_What this task involves_
Transcribe the entries below exactly.

┏━━

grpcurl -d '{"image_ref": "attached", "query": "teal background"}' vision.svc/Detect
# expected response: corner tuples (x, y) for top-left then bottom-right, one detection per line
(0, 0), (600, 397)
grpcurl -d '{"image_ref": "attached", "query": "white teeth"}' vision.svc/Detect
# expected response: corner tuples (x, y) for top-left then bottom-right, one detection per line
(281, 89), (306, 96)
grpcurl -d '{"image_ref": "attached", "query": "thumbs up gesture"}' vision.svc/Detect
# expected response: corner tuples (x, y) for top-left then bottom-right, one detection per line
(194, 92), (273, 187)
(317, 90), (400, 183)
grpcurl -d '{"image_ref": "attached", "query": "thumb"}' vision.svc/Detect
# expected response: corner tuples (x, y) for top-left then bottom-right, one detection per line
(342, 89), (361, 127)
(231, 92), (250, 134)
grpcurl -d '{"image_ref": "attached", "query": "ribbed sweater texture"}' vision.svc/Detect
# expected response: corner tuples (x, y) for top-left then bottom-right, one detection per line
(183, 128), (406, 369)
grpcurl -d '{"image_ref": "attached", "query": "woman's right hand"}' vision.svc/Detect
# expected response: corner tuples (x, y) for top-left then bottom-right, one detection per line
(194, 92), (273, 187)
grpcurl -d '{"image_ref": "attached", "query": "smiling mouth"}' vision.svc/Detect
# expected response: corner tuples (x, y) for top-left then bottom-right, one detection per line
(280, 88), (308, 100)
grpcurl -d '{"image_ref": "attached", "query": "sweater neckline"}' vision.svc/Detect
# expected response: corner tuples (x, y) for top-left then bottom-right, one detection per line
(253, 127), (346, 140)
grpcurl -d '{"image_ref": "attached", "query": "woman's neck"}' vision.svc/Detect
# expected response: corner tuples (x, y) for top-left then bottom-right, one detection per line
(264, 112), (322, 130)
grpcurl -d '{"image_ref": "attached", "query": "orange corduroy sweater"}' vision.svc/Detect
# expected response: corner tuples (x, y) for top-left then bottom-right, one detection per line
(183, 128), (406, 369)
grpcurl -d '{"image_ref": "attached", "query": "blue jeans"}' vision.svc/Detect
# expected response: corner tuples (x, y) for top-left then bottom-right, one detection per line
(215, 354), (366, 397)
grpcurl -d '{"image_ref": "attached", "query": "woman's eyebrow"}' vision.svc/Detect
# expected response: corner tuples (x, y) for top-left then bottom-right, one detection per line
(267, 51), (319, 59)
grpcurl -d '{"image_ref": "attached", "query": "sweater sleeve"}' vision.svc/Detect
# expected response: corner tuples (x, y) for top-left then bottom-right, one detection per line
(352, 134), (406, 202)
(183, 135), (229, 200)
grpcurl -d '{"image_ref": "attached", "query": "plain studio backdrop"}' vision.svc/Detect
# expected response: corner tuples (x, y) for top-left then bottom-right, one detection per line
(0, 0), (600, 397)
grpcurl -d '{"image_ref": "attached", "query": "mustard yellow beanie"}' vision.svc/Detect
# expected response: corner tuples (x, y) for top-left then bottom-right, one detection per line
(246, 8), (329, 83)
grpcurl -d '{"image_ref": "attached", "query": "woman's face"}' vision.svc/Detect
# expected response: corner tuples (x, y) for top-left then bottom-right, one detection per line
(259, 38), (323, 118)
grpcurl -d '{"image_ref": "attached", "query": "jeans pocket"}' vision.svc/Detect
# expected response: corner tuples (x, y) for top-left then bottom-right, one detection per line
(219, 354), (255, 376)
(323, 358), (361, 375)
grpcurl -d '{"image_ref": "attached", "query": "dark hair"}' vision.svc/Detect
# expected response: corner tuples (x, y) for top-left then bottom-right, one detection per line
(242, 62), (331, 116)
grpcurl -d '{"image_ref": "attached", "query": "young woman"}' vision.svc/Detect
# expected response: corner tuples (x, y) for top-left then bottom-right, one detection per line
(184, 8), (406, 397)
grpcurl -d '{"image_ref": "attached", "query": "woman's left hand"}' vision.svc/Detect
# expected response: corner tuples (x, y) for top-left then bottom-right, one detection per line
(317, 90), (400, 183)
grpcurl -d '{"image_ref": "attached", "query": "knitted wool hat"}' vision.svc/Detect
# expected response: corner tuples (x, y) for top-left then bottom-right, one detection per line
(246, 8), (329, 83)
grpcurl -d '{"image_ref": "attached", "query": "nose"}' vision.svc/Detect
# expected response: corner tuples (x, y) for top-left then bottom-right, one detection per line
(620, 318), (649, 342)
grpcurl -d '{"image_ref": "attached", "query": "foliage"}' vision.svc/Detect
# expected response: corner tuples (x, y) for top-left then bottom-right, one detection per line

┗━━

_Task solution_
grpcurl -d '{"image_ref": "attached", "query": "teal background"}' vision.svc/Detect
# expected response: corner tuples (x, y) for top-left then bottom-right, one detection per line
(0, 0), (600, 397)
grpcurl -d '{"image_ref": "attached", "query": "white teeth"}' vision.svc/Detect
# expected response: corner tuples (x, y) for top-left then bottom-right, one detection per line
(281, 89), (306, 96)
grpcurl -d '{"image_ref": "attached", "query": "thumbs up gesture"}' vision.svc/Detect
# expected response: corner tuples (x, y) for top-left then bottom-right, one detection per line
(194, 92), (273, 187)
(317, 90), (400, 183)
grpcurl -d '{"image_ref": "attached", "query": "thumb"}' vision.svc/Detect
# expected response: corner tuples (x, y) for top-left then bottom-right, one detection per line
(342, 89), (361, 127)
(231, 92), (250, 134)
grpcurl -d '{"image_ref": "attached", "query": "ribbed sweater texture"}' vision.svc/Detect
# expected response: corner tuples (x, y) for top-left then bottom-right, one detection per line
(183, 128), (406, 369)
grpcurl -d '{"image_ref": "attached", "query": "woman's right hand"}' vision.svc/Detect
# expected response: corner tuples (x, y) for top-left then bottom-right, one detection per line
(194, 92), (273, 187)
grpcurl -d '{"image_ref": "attached", "query": "smiling mouth"}' vision.svc/Detect
# expected response: corner tuples (x, y) for top-left then bottom-right, one detection per line
(280, 88), (308, 100)
grpcurl -d '{"image_ref": "attached", "query": "sweater neckline"}' vision.svc/Detect
# expected response: corner tuples (x, y) for top-left then bottom-right, one detection per line
(253, 127), (346, 140)
grpcurl -d '{"image_ref": "attached", "query": "woman's neck"}' vision.svc/Detect
# expected response: corner tuples (x, y) for top-left then bottom-right, one detection per line
(264, 112), (322, 130)
grpcurl -d '{"image_ref": "attached", "query": "orange corduroy sweater"}' vision.svc/Detect
# expected response: corner tuples (x, y) for top-left then bottom-right, one detection per line
(183, 128), (406, 369)
grpcurl -d '{"image_ref": "attached", "query": "blue jeans"}' vision.svc/Detect
# expected response: corner tuples (x, y) for top-left then bottom-right, one detection per line
(215, 354), (366, 397)
grpcurl -d '{"image_ref": "attached", "query": "woman's eyebrow"}' vision.svc/Detect
# expected response: corner tuples (x, y) for top-left then bottom-right, one detection per line
(267, 51), (319, 59)
grpcurl -d '{"image_ref": "attached", "query": "sweater sleeve"}' vision.svc/Detect
# expected response: corner tuples (x, y) for top-left then bottom-right, one detection per line
(352, 134), (406, 202)
(183, 135), (229, 200)
grpcurl -d '{"image_ref": "attached", "query": "plain studio backdrop"}' vision.svc/Detect
# expected response: corner tuples (x, y) for top-left then bottom-right, one detection per line
(0, 0), (600, 397)
grpcurl -d '{"image_ref": "attached", "query": "mustard yellow beanie"}' vision.svc/Detect
# expected response: corner tuples (x, y) for top-left then bottom-right, one detection per line
(246, 8), (329, 83)
grpcurl -d '{"image_ref": "attached", "query": "woman's face"}' vision.svc/Detect
# expected response: corner tuples (x, y) for top-left then bottom-right, one detection per line
(259, 38), (323, 118)
grpcurl -d '{"image_ref": "attached", "query": "jeans pocket"}' vision.svc/Detect
# expected response: corner tuples (x, y) for top-left then bottom-right, one detection per line
(219, 354), (255, 376)
(323, 358), (361, 375)
grpcurl -d '{"image_ref": "attached", "query": "dark hair"}' vision.svc/Detect
# expected response: corner tuples (x, y) for top-left then bottom-right, one detection per line
(242, 62), (331, 116)
grpcurl -d '{"image_ref": "attached", "query": "young woman"}' vision.svc/Detect
# expected response: corner tuples (x, y) for top-left then bottom-right, one detection per line
(184, 8), (406, 397)
grpcurl -d '{"image_ref": "attached", "query": "woman's left hand"}' vision.svc/Detect
# expected response: corner tuples (x, y) for top-left then bottom-right, one detection per line
(317, 90), (400, 183)
grpcurl -d '{"image_ref": "attached", "query": "knitted wool hat"}' vision.svc/Detect
# expected response: corner tuples (x, y) for top-left then bottom-right, one detection per line
(246, 8), (329, 83)
grpcurl -d '{"image_ref": "attached", "query": "nose"}' vision.svc/Detect
# expected response: corner tuples (x, y) for top-left then bottom-right, one detection per line
(620, 318), (649, 342)
grpcurl -d '{"image_ref": "attached", "query": "foliage"}' vision.svc/Detect
# expected response: corner tuples (x, y) for top-left then bottom-right, one detection per line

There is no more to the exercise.